Document text>
┌────────
Few studies have compared REE values measured by IC versus those estimated by predictive equations in Brazilian patients with type 2 diabetes [34, 35]. The REE values predicted by the Oxford and FAO/WHO/UNO et al equations, in men and women respectively, were those closest to IC-measured REE in our sample. Our results are consistent with those of a previous study conducted in Brazilians with type 2 diabetes, in which the FAO/WHO/UNO equation had the best performance for REE prediction, underestimating it by -5.6% as compared to IC [35]. In healthy Chilean individuals of both sexes, the Oxford equation also seems to be the best alternative for calculation of REE [39].

In our study, most predictive equations underestimated REE when compared to the reference criteria (-9.1 to -2.4% difference). In addition, we found a wide difference between measured and estimated REE, since the equations cannot estimate values with the same consistency and magnitude as IC. Similar discrepancies were also observed in other studies of patients with type 2 diabetes [34, 35].
└────────
Data drawn from a collection
┌────────
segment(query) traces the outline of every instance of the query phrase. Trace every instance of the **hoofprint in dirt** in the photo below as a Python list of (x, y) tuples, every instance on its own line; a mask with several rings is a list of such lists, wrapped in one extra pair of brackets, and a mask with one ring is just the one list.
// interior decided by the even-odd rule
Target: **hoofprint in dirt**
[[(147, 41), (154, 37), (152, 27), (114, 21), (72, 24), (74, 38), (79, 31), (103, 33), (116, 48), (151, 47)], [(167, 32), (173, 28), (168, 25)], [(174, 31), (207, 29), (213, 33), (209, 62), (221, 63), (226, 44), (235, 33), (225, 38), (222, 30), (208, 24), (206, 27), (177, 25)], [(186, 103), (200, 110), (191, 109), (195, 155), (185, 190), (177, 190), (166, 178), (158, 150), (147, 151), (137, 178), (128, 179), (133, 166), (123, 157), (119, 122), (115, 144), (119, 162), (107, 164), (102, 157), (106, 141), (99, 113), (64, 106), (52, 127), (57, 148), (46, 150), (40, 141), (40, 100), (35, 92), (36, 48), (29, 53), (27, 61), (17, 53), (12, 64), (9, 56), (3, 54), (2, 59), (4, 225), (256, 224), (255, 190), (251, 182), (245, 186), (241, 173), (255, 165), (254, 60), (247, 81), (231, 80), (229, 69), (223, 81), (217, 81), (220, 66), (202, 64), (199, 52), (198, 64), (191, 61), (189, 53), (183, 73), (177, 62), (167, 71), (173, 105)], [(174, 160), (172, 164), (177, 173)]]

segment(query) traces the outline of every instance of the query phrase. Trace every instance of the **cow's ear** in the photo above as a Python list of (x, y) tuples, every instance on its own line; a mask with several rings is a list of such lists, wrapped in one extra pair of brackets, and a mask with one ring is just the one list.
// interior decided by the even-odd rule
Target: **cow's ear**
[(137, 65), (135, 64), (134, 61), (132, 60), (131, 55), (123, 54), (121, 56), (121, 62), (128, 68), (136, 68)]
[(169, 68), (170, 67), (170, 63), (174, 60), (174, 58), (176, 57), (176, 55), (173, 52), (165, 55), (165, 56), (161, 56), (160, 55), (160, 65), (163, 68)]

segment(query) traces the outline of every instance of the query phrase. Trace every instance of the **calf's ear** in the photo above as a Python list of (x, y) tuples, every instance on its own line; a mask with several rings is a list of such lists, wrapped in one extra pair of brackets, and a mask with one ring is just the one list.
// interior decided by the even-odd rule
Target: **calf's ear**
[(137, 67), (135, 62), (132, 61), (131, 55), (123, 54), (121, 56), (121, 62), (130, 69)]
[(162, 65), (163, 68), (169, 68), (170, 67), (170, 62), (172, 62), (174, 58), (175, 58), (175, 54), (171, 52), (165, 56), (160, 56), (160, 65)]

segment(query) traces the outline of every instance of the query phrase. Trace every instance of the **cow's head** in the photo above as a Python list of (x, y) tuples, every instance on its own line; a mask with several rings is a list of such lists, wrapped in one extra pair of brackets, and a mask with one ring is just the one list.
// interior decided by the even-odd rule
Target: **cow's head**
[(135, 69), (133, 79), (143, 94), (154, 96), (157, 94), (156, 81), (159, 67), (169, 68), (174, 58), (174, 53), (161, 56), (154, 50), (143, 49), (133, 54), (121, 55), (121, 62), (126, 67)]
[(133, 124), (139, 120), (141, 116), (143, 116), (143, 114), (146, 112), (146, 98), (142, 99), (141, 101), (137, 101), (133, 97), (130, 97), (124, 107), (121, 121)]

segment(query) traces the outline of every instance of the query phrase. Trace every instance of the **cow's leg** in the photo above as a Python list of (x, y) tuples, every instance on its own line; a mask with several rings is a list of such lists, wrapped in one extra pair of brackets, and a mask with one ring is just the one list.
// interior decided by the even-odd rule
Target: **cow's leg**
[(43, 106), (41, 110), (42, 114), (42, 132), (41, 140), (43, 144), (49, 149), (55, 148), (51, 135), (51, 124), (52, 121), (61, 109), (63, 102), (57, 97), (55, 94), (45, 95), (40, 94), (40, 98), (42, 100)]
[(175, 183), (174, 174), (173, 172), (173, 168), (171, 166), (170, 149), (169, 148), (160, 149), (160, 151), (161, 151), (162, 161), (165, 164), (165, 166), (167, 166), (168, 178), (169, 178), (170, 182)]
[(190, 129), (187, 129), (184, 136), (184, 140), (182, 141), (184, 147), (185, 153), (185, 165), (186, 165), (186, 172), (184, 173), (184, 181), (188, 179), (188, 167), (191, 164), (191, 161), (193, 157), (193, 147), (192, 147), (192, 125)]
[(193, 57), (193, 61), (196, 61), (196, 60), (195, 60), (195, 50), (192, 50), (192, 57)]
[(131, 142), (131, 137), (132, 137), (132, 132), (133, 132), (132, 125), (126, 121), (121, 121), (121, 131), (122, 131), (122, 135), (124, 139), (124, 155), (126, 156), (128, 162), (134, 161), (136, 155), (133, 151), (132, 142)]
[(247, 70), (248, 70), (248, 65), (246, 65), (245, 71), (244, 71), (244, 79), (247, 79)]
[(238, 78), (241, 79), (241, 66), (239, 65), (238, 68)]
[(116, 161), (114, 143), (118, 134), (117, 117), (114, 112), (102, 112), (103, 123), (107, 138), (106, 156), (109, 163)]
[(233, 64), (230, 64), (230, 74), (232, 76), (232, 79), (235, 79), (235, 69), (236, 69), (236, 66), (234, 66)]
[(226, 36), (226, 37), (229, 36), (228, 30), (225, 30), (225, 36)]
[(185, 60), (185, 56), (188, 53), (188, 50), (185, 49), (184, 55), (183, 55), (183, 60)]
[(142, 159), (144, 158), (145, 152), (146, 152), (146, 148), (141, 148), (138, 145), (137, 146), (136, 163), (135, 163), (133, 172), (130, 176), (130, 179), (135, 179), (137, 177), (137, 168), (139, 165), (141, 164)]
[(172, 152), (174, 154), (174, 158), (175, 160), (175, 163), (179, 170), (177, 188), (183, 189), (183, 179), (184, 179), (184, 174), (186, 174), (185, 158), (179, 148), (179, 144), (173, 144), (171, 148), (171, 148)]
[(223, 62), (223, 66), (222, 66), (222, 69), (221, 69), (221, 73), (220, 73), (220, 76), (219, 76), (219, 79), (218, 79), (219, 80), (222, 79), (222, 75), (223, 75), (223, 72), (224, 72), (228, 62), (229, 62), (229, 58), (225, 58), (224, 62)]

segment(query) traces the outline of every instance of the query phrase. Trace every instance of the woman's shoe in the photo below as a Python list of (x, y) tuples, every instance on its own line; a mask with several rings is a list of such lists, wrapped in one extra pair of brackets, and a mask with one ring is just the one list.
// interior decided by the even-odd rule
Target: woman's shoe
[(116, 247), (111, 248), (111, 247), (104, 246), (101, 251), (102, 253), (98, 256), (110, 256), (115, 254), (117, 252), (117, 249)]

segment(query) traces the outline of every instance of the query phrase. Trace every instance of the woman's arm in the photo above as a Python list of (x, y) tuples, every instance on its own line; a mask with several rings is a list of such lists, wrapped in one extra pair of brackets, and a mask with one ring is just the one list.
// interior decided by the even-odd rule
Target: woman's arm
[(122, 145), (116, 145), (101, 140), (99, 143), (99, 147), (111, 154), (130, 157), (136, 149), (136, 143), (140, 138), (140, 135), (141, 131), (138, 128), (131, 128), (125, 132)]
└────────
Tasks for this exercise>
1. Reproduce verbatim the stretch of the passage on REE prediction in type 2 diabetes from "In our study, most" through "of patients with type 2 diabetes [34, 35].".
2. Extend the passage on REE prediction in type 2 diabetes, picking up after its final sentence.

Expected outputs>
1.
In our study, most predictive equations underestimated REE when compared to the reference criteria (-9.1 to -2.4% difference). In addition, we found a wide difference between measured and estimated REE, since the equations cannot estimate values with the same consistency and magnitude as IC. Similar discrepancies were also observed in other studies of patients with type 2 diabetes [34, 35].

2.
Sex is a factor that has been associated with REE [27–29]. When comparing the FAO/WHO/UNO equation in men and women, we found that it underestimated REE in both (-1.6% vs. -1.8%, respectively). Conversely, in a study of French patients with type 2 diabetes, this equation overestimated REE in both sexes [30]. In another study of Brazilian women with type 2 diabetes, the equation also overestimated REE when compared to IC [34].

The Harris-Benedict equation is that most used in clinical practice to determine energy requirements [4]. However, studies have shown that it may not be appropriate to estimate REE in both sexes [40, 41]. In men and women without diabetes, the equation overestimated REE by 9% [40] and 14% [41], respectively. In our sample of individuals with diabetes, however, this equation underestimated REE in both men and women (-1.9% vs. -3.1%, respectively). These findings are consistent with those of other studies which evaluated the accuracy of this equation in patients with type 2 diabetes [10, 31, 35].

The American Dietetic Association (now the American Academy of Nutrition and Dietetics) previously recommended use of the Mifflin-St. Jeor equation to estimate REE in overweight and obese individuals [42]. However, in our study, this equation was the one that most underestimated REE in men and women, with a difference of 152 kcal and 227 kcal/day, respectively. Similarly, the Schofield equation underestimated REE in both sexes (-2.6% vs. -5.8%), while the Bernstein equation underestimated REE only in females (-5.1%). These findings suggest that energy restriction calculations based on these equations may be insufficient to facilitate glycemic control and weight loss or maintenance in this population.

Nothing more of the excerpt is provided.